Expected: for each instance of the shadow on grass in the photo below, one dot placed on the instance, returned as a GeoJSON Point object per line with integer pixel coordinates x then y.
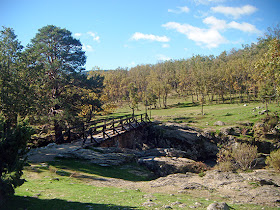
{"type": "Point", "coordinates": [30, 203]}
{"type": "Point", "coordinates": [184, 120]}
{"type": "Point", "coordinates": [183, 105]}
{"type": "Point", "coordinates": [129, 172]}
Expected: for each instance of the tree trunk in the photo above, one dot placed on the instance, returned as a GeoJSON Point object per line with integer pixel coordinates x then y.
{"type": "Point", "coordinates": [58, 132]}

### TO DO:
Starting at the line that has "Expected: for each instance of the tree" and continuing to the end of the items, reproduce those lines with "tree trunk" replaced by "fence post" and everything else unchanged.

### SOLUTION FOR THIS PROBLEM:
Expected: for each instance of the fence post in the photo above, one dot placed on the instance, returned as a GeoJSON Point object per line with integer pixel coordinates x then y.
{"type": "Point", "coordinates": [58, 132]}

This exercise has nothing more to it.